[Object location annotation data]
━━━━━━━━━━━━━━━━━━━━

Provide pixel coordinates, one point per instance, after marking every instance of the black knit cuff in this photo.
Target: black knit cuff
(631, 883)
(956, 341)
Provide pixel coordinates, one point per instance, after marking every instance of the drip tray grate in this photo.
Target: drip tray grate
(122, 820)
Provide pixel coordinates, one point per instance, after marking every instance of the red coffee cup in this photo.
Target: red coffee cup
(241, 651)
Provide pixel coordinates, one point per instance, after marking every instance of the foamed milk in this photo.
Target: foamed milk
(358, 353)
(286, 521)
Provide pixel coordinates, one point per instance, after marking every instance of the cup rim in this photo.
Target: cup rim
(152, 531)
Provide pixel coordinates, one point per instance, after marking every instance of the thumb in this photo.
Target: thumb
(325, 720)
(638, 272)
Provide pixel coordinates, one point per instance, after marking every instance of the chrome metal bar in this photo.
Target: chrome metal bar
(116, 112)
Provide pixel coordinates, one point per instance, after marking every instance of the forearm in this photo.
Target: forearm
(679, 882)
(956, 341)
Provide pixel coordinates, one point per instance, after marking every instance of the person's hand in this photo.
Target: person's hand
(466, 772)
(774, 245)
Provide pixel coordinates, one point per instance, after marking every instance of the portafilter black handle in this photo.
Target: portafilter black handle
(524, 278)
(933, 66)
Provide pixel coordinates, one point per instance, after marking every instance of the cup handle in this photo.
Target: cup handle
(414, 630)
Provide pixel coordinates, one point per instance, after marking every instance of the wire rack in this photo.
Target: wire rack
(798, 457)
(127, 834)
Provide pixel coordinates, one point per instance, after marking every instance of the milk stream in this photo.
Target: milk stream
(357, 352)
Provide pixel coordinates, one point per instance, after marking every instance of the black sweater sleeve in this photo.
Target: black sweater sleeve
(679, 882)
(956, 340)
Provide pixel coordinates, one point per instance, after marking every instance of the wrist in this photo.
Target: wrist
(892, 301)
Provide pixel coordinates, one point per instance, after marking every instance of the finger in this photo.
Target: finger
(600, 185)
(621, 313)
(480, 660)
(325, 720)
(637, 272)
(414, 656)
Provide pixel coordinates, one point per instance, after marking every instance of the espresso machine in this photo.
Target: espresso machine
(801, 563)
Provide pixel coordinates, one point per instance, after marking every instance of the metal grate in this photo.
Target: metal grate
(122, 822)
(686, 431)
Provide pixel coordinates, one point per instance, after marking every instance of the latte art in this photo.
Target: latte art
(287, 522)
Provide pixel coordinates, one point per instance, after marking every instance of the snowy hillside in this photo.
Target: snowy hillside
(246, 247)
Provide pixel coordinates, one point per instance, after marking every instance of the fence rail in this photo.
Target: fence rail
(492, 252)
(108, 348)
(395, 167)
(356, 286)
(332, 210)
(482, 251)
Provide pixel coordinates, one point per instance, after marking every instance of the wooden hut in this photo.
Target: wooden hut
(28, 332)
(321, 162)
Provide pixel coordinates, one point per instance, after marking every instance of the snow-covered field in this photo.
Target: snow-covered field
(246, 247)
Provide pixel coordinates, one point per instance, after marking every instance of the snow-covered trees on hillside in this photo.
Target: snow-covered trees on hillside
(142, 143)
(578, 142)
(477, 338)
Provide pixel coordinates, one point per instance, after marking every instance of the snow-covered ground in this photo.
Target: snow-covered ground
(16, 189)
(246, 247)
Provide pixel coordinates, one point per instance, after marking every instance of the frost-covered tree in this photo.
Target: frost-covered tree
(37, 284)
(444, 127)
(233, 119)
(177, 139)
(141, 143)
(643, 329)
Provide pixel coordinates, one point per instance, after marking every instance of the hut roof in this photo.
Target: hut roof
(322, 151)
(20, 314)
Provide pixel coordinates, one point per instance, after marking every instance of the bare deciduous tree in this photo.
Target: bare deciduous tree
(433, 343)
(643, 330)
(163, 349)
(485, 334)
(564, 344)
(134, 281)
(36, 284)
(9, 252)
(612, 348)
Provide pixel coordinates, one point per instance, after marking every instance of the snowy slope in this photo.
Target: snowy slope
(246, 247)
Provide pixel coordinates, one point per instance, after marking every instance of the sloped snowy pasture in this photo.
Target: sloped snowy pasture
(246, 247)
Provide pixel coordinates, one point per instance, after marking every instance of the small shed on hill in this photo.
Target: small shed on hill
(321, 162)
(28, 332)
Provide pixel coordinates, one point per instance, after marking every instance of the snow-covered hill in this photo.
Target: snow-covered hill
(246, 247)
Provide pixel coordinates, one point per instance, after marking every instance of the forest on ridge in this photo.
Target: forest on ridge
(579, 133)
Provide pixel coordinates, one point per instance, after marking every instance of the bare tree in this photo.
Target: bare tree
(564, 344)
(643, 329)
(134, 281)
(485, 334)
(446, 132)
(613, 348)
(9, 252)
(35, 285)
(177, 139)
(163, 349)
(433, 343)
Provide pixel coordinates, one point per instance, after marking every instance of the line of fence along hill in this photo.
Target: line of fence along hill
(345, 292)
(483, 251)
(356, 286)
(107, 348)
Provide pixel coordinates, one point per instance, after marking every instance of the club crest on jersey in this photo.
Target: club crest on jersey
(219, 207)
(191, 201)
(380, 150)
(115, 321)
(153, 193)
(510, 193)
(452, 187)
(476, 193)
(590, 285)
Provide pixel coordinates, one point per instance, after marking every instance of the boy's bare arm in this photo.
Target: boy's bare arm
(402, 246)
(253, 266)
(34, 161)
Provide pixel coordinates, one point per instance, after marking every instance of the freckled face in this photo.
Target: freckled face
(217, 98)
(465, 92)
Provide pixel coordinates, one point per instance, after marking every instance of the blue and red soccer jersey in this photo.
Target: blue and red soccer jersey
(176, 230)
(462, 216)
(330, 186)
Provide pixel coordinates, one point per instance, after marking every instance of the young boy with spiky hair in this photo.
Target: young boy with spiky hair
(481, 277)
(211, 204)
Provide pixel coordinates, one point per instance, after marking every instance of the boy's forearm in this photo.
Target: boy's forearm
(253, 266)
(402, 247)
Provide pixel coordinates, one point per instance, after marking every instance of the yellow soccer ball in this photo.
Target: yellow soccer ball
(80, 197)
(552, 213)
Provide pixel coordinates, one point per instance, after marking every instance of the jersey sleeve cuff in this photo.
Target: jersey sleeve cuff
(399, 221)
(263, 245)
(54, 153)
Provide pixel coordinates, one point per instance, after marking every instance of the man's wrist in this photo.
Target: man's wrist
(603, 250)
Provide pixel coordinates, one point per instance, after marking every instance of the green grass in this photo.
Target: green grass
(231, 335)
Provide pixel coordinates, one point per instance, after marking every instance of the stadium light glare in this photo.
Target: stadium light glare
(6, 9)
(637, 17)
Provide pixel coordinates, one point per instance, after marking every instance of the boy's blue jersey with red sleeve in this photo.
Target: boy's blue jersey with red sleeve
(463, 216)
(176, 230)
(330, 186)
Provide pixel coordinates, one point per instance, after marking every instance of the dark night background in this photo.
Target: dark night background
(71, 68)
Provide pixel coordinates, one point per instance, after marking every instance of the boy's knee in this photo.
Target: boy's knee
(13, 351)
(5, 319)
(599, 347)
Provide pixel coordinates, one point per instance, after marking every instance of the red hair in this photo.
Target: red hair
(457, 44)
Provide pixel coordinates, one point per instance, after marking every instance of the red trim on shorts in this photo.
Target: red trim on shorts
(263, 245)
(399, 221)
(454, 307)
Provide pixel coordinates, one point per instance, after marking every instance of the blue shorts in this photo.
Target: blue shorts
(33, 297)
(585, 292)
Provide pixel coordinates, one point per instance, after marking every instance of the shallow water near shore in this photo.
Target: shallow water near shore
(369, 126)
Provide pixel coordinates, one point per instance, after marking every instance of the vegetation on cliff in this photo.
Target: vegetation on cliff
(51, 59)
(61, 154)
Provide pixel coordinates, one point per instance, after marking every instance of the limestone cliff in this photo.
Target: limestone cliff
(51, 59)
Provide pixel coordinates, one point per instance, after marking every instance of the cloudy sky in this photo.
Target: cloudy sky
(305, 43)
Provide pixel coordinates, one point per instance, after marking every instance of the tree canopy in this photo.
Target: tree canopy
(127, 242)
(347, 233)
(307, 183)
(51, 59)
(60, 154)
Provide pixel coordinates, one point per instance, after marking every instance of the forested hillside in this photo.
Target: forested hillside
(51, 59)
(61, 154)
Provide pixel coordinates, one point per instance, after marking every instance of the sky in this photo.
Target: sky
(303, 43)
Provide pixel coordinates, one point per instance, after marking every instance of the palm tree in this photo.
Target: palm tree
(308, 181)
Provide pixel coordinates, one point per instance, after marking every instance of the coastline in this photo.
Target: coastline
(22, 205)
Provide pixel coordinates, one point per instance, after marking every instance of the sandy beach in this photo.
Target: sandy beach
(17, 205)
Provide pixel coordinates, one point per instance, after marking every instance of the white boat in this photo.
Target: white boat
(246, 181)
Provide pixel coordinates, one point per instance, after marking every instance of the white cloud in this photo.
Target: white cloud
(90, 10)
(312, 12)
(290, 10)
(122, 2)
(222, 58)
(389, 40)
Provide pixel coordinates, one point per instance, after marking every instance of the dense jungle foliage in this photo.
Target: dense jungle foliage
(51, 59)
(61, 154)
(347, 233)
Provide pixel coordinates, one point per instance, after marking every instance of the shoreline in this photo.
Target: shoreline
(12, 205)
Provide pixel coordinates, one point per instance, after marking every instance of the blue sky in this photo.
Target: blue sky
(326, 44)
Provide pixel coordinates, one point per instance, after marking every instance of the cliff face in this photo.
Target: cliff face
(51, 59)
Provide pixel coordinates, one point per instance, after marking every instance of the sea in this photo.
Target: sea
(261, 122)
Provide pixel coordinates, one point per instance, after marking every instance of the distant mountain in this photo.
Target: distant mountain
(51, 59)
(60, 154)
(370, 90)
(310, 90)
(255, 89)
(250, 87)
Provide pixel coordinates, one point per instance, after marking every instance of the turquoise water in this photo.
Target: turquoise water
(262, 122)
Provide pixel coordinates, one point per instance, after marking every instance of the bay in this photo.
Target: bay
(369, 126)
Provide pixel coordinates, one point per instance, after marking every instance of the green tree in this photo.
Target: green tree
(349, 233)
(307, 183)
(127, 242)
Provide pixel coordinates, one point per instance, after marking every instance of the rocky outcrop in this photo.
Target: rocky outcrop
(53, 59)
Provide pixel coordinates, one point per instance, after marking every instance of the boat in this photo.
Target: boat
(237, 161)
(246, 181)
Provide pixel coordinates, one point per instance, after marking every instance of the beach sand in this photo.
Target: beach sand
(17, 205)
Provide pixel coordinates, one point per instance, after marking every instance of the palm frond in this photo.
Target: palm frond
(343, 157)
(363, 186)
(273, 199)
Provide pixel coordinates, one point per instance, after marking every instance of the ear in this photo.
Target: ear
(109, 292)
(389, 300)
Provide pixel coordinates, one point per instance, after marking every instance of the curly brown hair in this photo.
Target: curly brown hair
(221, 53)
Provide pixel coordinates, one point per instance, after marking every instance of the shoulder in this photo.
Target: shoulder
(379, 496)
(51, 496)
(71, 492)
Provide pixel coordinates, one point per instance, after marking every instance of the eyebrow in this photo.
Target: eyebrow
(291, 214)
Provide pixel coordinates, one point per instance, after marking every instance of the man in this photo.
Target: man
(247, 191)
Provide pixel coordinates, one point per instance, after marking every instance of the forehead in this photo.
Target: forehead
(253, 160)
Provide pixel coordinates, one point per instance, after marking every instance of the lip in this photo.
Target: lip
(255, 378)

━━━━━━━━━━━━━━━━━━━━

** WHAT YOU NEED TO DO **
Exactly reproduce the lines beginning with the one that contains "water in this photo." and ending with the last line of the material, both included. Leave out everything else.

** RESULT OF THIS TASK **
Provide pixel coordinates, one point per instance, after marking every instance of the turquoise water in this photo.
Target: turquoise water
(262, 122)
Provide pixel coordinates, one point per instance, after marking every instance of the bay in this photo.
Target: bay
(369, 126)
Provide pixel coordinates, one point per instance, after marking every instance of the green tree in this photo.
Target: green tree
(349, 233)
(307, 183)
(127, 242)
Provide pixel coordinates, one point per instance, after marking every instance of the rocky outcrop in this photo.
Target: rocky outcrop
(53, 59)
Provide pixel coordinates, one point per instance, after marking every instance of the boat in this photo.
Target: boat
(237, 161)
(246, 181)
Provide pixel coordinates, one point per instance, after marking every instance of the beach sand in this photo.
Target: beach sand
(17, 205)
Provide pixel coordinates, one point per instance, after marking every instance of the palm frond in this photo.
Target: palm frond
(343, 157)
(363, 186)
(273, 199)
Provide pixel coordinates, one point per instance, after marking every instance of the ear in this photo.
Target: ear
(109, 292)
(389, 300)
Provide pixel coordinates, one point per instance, after marking every instance of the curly brown hair in this photo.
Target: curly brown hair
(221, 53)
Provide pixel coordinates, one point per instance, after marking every instance of the shoulder in this photo.
Target: shoulder
(379, 496)
(51, 496)
(71, 492)
Provide pixel coordinates, one point per instance, after marking every instance of the eyebrow in this photo.
Target: eyebrow
(291, 214)
Provide pixel coordinates, one point per instance, after marking every instance of the man in this photo.
Target: man
(247, 191)
Provide pixel coordinates, one point per instance, after marking every instance of the forehead in this photo.
Target: forehead
(253, 160)
Provide pixel coordinates, one point per instance, after marking every instance of the lip in this photo.
Target: lip
(255, 378)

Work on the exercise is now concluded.